# Start of ENTRIES SUPPLIED

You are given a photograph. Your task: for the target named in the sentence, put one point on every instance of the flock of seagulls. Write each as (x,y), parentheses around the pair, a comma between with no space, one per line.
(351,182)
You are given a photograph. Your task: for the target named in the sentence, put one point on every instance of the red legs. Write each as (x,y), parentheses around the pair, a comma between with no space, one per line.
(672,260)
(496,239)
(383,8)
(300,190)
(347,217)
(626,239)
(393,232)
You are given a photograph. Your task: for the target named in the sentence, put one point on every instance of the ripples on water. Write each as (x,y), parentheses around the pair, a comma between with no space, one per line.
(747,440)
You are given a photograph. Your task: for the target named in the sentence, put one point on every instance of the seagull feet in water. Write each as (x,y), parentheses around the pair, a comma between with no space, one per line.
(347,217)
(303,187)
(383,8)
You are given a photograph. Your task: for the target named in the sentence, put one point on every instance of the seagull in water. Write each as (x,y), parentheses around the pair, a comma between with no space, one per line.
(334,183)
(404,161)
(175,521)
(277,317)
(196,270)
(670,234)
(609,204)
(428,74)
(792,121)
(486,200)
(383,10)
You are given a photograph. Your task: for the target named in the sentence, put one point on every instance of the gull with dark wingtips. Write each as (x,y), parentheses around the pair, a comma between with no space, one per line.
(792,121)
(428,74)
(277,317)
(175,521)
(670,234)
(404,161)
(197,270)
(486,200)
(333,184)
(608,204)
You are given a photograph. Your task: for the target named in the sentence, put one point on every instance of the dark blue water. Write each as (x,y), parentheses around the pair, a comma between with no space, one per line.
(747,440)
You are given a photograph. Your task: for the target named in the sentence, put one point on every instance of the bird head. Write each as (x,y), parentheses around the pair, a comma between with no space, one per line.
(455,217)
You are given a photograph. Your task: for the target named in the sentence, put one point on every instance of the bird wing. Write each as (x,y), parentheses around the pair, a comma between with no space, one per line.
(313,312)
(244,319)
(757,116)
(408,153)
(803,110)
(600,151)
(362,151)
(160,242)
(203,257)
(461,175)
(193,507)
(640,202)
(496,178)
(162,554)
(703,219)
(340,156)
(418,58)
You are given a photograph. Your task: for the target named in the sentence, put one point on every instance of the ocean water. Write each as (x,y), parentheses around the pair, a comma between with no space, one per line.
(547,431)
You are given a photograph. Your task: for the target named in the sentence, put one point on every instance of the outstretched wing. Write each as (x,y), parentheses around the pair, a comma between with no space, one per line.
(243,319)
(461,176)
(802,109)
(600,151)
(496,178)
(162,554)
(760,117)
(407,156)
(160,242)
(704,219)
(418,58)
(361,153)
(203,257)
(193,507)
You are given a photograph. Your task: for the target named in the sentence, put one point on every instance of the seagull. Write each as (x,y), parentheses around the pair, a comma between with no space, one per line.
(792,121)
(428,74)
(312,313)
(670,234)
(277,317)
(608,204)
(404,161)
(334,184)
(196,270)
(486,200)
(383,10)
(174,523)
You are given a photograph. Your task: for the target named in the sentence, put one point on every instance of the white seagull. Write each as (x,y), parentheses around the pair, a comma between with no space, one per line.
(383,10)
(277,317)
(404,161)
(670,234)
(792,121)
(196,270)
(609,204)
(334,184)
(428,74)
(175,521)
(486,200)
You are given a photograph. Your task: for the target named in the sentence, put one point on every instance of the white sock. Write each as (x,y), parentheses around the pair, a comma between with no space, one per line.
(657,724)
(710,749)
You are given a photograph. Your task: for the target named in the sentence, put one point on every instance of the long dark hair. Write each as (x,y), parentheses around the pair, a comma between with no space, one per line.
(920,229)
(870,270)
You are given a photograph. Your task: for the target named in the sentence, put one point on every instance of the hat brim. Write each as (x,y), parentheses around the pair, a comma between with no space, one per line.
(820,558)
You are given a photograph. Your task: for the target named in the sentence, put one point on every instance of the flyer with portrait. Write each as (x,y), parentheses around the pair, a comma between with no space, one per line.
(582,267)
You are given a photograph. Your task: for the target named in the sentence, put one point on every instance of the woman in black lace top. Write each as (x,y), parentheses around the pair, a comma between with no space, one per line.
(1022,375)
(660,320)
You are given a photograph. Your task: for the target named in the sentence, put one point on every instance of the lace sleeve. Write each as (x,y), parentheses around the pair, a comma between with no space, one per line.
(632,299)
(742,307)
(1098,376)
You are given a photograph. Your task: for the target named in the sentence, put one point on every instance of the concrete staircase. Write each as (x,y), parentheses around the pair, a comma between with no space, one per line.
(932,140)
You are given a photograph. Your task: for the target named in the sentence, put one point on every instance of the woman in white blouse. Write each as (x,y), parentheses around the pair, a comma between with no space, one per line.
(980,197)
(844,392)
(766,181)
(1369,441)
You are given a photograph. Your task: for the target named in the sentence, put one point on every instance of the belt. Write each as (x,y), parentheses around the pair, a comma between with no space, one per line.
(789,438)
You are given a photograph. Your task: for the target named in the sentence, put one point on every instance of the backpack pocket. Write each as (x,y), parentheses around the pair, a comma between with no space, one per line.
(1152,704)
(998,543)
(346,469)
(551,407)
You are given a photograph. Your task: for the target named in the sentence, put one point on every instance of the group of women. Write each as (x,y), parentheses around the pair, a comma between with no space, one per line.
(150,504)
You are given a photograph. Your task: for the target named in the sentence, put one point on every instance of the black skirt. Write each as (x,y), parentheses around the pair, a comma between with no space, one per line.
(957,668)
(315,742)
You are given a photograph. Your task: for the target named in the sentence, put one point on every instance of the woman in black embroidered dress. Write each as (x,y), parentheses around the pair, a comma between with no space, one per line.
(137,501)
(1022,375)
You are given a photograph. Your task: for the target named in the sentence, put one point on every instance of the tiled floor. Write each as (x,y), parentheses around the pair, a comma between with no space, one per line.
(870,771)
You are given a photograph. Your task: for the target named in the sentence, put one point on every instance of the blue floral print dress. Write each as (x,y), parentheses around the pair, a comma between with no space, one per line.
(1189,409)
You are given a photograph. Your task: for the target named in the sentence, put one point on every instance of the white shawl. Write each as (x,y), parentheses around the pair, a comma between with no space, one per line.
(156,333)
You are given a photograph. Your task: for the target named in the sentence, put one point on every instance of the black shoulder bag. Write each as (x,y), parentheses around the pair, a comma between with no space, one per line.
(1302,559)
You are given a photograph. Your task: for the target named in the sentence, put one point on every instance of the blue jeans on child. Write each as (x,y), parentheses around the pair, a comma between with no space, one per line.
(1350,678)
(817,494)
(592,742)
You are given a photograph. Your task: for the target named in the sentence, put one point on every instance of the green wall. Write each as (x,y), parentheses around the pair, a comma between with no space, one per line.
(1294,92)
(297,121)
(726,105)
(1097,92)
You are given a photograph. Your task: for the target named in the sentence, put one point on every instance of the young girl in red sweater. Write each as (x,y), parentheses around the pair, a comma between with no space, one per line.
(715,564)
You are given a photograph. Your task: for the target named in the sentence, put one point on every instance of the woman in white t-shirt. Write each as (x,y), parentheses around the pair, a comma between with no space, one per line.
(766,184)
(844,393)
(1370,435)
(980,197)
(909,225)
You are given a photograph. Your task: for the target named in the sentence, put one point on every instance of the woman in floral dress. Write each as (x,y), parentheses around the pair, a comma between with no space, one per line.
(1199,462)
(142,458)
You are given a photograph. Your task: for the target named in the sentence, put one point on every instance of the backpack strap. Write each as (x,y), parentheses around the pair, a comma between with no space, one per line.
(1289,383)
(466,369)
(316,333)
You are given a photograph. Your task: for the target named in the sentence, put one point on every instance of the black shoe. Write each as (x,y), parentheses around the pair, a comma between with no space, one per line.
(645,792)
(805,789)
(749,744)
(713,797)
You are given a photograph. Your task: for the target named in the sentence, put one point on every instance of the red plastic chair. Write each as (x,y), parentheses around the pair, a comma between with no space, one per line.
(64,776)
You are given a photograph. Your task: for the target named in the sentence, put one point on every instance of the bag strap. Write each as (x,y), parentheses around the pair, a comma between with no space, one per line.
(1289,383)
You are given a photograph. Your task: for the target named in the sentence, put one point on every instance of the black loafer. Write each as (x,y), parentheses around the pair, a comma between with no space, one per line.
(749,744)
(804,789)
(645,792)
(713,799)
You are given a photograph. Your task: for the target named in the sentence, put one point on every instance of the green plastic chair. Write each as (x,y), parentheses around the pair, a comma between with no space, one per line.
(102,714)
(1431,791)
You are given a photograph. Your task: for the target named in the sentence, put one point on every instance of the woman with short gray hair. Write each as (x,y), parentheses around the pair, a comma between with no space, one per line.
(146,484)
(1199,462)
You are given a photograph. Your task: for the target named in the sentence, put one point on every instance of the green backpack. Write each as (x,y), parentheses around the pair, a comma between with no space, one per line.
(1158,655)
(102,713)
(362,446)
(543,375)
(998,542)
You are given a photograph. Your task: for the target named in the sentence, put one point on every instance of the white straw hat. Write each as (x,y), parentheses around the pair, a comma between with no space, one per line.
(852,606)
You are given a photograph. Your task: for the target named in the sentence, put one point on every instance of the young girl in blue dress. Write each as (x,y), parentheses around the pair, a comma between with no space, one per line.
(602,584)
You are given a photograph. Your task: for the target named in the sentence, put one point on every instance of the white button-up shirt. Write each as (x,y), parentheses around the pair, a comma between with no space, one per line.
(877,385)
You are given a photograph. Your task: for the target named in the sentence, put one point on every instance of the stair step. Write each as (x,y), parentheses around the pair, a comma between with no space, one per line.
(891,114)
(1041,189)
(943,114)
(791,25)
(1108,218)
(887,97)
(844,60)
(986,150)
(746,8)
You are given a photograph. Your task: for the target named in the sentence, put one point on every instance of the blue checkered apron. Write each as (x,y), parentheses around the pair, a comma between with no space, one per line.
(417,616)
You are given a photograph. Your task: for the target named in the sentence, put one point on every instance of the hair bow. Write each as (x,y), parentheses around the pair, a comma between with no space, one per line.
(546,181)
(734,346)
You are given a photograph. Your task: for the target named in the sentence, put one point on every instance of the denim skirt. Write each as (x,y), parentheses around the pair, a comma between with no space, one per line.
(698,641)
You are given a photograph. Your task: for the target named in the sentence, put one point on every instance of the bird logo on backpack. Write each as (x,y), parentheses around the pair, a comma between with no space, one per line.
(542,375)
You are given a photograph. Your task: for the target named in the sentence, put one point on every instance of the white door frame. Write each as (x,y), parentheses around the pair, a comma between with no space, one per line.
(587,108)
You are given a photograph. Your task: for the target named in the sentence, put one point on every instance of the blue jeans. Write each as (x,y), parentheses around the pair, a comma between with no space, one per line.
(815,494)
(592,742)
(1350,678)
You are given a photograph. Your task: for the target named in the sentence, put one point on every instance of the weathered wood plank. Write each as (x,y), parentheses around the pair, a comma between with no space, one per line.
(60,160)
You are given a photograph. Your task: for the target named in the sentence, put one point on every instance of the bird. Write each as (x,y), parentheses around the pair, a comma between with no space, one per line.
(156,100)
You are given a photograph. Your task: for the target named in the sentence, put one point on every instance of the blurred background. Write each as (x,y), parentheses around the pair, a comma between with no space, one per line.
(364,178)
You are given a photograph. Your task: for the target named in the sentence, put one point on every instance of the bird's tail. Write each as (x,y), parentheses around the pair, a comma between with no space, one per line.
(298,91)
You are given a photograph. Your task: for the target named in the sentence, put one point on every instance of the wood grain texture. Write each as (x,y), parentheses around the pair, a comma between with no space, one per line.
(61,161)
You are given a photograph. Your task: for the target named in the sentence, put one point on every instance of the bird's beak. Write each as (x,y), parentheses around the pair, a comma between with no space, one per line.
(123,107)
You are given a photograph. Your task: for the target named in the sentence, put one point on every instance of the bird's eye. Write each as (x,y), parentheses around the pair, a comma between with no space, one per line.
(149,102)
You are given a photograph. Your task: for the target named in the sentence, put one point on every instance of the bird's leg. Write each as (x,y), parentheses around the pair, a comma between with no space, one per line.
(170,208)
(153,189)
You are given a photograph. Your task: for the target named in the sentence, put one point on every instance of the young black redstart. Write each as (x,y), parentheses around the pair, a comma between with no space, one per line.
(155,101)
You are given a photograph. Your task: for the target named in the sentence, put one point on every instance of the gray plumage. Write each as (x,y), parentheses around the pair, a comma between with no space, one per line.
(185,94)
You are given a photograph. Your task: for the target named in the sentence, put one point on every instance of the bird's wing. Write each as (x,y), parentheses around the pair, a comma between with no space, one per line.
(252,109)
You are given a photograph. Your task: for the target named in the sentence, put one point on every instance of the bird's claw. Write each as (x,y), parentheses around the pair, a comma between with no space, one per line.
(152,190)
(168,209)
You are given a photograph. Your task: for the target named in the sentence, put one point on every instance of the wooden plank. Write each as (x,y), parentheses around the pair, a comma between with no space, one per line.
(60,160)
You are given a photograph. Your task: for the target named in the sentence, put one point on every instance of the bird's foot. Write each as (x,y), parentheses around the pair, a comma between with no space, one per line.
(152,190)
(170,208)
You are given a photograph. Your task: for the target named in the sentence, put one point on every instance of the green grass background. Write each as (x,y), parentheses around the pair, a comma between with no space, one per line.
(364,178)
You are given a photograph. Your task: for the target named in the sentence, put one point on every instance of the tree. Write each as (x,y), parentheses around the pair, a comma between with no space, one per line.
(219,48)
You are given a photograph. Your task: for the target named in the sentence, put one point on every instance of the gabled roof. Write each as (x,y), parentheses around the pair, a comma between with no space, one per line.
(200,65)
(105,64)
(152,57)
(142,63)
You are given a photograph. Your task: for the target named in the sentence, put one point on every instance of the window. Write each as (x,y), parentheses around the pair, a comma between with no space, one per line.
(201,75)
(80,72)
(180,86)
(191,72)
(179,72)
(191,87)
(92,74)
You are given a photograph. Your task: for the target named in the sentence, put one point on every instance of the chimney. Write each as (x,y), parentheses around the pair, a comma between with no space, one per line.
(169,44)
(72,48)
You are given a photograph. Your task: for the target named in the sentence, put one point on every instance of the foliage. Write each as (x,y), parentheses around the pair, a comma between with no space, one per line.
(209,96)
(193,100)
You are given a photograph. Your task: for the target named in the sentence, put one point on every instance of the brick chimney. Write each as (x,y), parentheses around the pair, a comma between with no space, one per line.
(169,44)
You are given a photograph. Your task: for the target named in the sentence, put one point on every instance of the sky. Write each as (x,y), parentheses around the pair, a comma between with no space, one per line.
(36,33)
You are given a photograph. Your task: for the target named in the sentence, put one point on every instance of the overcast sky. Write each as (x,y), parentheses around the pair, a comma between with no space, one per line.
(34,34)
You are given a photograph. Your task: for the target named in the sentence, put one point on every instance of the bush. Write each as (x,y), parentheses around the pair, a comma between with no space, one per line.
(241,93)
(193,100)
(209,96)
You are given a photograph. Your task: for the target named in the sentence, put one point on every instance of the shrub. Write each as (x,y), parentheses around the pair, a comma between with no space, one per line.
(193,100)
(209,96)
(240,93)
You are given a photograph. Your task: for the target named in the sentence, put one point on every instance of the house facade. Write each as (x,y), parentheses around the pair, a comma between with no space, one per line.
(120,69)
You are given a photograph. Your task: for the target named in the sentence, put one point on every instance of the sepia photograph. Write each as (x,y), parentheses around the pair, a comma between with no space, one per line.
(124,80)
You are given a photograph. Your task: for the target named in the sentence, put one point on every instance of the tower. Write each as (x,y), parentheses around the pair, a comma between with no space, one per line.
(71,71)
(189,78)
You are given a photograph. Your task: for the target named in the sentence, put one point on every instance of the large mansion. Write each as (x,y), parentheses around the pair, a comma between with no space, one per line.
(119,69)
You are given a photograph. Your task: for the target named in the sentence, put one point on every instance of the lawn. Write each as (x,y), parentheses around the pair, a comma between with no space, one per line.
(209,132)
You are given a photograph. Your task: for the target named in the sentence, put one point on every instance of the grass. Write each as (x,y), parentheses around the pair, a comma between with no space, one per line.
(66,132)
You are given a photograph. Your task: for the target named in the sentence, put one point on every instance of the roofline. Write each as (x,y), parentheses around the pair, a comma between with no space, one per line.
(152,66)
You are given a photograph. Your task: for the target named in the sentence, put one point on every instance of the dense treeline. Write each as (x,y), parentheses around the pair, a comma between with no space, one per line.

# End of ENTRIES SUPPLIED

Please update the records starting at the line that contains "of the grass." and ending at the end of the records, replacing "instance" with "occurrence" and leaving everything else unchanged.

You are given a photograph. Your task: for the target named in the sentence, put one point on every occurrence of the grass. Write each as (x,y), parentheses around the pair, a comma between with no space, one per line.
(66,132)
You are given a photograph. Your task: for the target named in the sentence, put one point on every occurrence of the roofline. Write each as (x,y), parentheses around the pair, a comma between with no space, one per line.
(152,66)
You are given a photograph. Your task: for the target named in the sentence, put one point on every occurrence of the dense treeline. Write each as (x,y), parentheses around the pair, a comma between with no space, one per line.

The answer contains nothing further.